Exercise brief | Scan the records below for the line containing "Satellite imagery analysis: find every green burial" and the line containing "Satellite imagery analysis: find every white road". Copy both, plus every line between, exactly.

Information: Begin

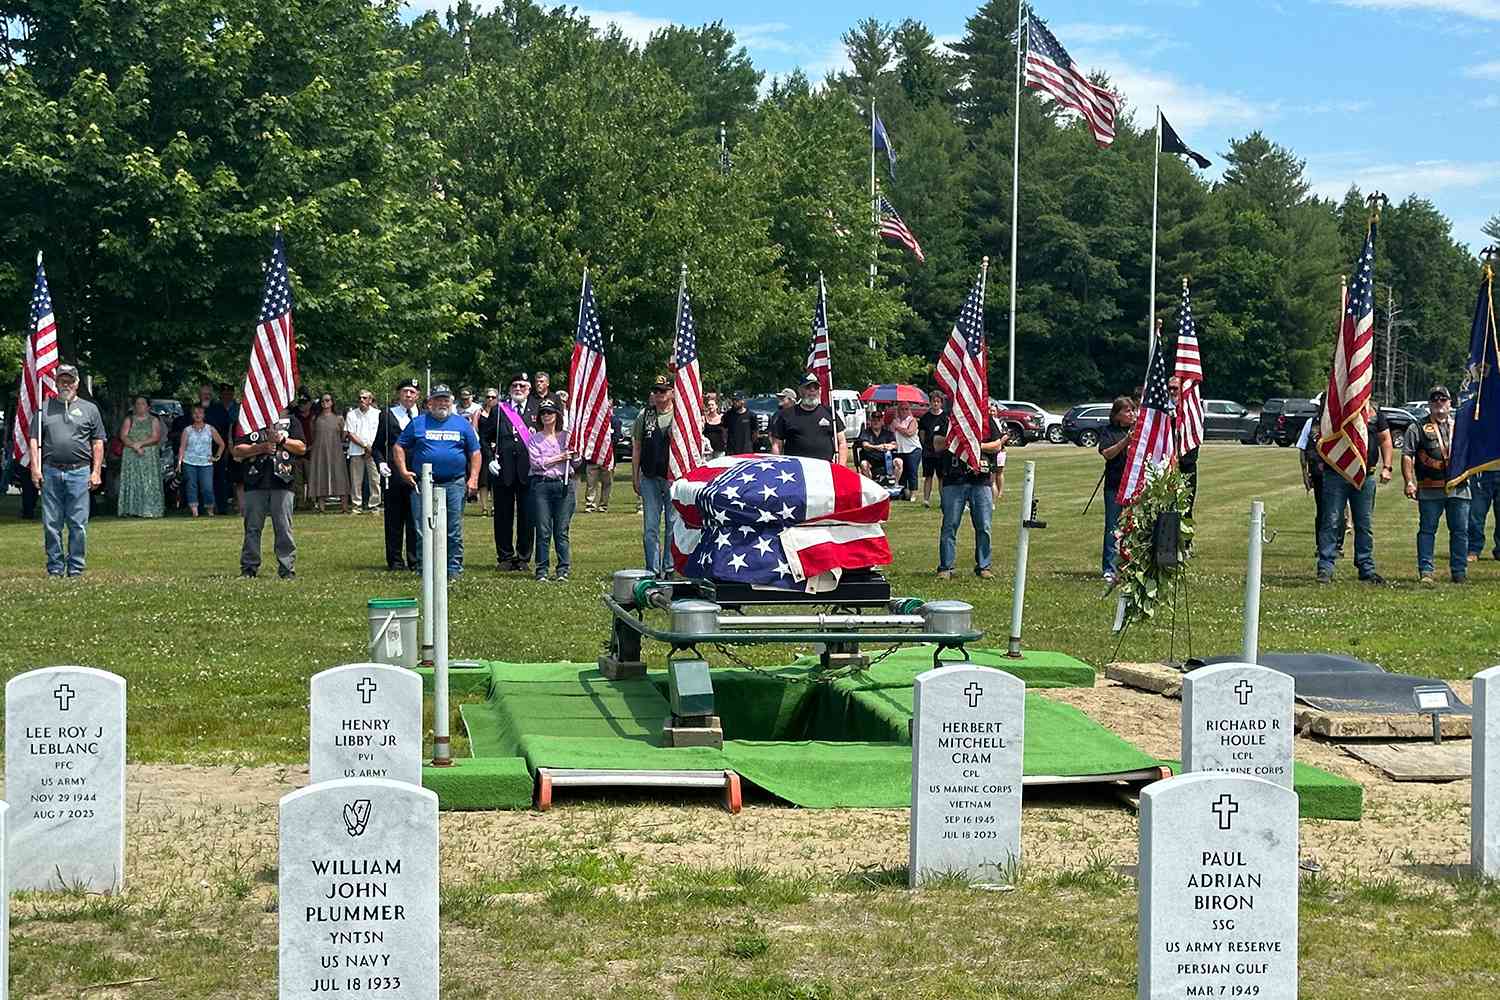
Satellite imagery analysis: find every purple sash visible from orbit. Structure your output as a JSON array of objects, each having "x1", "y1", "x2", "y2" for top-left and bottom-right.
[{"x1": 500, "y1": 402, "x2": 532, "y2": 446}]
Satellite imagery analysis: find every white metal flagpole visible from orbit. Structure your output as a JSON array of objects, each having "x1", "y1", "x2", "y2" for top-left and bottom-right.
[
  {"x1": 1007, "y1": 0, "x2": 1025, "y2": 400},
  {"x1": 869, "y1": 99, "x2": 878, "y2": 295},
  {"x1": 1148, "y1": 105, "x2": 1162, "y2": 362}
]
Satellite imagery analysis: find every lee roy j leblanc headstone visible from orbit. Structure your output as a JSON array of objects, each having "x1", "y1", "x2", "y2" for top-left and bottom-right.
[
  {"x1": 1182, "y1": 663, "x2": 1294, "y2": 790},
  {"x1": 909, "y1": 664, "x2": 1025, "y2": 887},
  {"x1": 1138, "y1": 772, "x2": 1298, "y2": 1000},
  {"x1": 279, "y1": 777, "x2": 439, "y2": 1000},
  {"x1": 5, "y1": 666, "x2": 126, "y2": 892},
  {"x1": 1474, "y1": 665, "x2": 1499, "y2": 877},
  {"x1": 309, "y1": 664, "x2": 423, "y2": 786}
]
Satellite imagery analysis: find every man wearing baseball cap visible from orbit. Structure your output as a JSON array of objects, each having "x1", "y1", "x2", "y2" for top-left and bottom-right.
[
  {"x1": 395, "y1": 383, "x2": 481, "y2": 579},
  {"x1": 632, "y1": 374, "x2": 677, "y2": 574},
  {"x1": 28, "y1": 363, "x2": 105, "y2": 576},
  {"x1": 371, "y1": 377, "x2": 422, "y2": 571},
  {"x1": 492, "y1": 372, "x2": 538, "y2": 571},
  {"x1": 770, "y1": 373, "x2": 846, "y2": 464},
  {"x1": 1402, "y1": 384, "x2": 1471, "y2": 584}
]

Information: End
Information: Begin

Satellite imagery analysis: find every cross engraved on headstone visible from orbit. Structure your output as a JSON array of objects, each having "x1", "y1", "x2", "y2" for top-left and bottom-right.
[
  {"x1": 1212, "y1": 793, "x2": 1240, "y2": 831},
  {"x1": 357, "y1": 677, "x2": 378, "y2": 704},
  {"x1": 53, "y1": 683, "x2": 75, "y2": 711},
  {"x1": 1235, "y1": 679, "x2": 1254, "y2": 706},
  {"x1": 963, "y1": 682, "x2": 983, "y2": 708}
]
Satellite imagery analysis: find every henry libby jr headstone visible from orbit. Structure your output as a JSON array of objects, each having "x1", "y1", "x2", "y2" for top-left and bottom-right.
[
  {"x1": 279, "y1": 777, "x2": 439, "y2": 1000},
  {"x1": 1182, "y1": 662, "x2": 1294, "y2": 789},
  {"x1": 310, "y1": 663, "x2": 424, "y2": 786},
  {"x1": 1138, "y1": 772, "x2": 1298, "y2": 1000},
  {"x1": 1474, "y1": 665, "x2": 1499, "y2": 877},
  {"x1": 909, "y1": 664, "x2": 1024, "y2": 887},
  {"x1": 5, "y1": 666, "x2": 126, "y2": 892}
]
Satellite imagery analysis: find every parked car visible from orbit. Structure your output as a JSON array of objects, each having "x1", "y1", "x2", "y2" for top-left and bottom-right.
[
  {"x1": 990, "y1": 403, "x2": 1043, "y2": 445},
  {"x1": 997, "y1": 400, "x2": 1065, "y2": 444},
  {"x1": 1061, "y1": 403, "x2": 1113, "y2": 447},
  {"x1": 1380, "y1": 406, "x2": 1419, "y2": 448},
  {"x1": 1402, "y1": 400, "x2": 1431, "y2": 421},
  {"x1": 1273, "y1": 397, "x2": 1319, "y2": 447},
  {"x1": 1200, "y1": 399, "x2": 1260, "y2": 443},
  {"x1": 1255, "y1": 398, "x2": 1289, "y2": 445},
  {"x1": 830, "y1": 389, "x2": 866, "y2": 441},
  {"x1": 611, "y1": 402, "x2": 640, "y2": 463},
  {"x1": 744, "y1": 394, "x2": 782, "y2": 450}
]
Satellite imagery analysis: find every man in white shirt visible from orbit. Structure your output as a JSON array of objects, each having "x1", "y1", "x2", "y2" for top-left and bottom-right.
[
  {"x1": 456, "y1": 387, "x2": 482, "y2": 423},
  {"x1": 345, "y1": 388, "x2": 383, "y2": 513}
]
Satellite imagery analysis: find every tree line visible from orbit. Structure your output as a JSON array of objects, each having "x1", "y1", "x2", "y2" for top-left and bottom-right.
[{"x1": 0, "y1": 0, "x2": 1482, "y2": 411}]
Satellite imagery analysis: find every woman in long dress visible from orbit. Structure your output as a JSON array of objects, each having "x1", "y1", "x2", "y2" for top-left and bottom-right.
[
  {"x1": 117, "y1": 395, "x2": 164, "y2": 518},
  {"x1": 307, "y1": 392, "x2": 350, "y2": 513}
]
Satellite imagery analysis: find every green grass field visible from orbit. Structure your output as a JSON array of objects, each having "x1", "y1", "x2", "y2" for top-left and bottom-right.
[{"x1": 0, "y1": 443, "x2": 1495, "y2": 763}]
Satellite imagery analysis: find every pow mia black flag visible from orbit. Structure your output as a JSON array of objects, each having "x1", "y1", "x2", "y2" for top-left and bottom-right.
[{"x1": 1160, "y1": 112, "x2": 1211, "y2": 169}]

Information: End
Information: Begin

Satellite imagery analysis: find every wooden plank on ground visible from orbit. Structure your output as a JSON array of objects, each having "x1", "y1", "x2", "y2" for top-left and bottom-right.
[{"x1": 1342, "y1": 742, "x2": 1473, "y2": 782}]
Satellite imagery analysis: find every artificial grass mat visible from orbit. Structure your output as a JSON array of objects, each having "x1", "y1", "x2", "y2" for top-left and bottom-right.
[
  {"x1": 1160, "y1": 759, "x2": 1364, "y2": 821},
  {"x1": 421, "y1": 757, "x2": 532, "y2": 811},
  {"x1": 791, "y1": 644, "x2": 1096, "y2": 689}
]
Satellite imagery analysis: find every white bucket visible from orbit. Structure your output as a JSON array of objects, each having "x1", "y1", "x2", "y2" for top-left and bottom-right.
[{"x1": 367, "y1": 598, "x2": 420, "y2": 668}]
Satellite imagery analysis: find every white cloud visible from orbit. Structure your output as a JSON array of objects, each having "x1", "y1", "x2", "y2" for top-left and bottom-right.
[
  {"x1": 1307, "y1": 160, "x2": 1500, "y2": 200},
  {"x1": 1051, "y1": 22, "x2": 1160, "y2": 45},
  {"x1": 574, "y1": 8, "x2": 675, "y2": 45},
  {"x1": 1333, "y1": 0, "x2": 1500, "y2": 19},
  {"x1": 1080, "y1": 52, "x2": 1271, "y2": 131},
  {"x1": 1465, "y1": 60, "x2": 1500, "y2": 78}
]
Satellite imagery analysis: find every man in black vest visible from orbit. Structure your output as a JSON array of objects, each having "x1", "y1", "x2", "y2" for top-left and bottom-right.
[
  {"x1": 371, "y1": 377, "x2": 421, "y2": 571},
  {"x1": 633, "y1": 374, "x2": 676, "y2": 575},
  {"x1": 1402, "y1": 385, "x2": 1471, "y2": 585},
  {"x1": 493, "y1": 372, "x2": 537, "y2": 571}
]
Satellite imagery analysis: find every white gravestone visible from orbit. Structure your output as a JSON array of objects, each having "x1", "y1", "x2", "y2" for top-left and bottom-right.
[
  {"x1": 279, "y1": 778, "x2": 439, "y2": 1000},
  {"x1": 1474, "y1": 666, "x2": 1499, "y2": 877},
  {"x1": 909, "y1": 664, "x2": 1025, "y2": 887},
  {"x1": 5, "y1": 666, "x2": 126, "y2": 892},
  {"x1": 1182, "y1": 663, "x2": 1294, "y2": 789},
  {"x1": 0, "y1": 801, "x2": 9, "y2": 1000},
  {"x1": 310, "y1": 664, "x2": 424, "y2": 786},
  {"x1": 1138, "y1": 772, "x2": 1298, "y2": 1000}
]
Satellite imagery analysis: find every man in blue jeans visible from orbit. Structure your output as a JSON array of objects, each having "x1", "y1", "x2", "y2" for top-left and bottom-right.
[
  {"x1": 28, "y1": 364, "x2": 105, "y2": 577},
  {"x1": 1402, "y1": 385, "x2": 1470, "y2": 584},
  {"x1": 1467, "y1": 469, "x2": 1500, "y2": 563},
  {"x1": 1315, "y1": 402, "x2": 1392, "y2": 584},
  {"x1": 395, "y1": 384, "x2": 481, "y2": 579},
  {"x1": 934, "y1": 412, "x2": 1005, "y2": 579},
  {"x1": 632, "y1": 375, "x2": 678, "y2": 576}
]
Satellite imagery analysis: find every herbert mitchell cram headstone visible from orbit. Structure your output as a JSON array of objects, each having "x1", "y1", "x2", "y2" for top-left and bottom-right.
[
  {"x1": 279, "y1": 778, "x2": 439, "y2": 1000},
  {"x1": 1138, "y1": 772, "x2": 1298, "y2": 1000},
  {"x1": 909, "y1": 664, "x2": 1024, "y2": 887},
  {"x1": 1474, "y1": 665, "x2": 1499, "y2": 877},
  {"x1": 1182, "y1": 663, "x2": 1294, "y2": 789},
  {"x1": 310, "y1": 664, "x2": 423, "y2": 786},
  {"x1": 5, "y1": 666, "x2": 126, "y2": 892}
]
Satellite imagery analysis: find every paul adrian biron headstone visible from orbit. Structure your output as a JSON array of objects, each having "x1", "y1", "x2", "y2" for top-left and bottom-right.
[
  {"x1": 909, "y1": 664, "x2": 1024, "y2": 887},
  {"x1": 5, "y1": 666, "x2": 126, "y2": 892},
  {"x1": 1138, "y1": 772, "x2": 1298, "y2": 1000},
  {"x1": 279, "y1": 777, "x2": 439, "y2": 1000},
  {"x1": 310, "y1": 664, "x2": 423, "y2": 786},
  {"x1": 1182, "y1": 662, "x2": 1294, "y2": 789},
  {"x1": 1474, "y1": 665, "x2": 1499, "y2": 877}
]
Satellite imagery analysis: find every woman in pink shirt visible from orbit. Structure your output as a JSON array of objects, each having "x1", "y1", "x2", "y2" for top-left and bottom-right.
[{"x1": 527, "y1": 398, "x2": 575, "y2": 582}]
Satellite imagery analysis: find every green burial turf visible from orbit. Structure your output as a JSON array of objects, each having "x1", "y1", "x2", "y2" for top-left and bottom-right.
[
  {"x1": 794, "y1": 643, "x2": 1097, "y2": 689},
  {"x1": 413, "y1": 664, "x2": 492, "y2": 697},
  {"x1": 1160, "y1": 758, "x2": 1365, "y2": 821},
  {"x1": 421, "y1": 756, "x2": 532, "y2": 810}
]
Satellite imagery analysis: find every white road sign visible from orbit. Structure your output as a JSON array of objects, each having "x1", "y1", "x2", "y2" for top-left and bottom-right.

Information: End

Task output |
Satellite imagery analysis: find every green burial turf visible from orbit. Structure your output as a JSON array of objects, each having "x1", "y1", "x2", "y2" for top-left and bottom-right.
[
  {"x1": 794, "y1": 643, "x2": 1097, "y2": 689},
  {"x1": 413, "y1": 664, "x2": 492, "y2": 697},
  {"x1": 1160, "y1": 758, "x2": 1365, "y2": 821},
  {"x1": 421, "y1": 756, "x2": 532, "y2": 810}
]
Satellite imagery analysis: find every white road sign visible from orbit. Structure your output as a JSON array of objects, each having "x1", "y1", "x2", "y2" for top-left and bottom-right.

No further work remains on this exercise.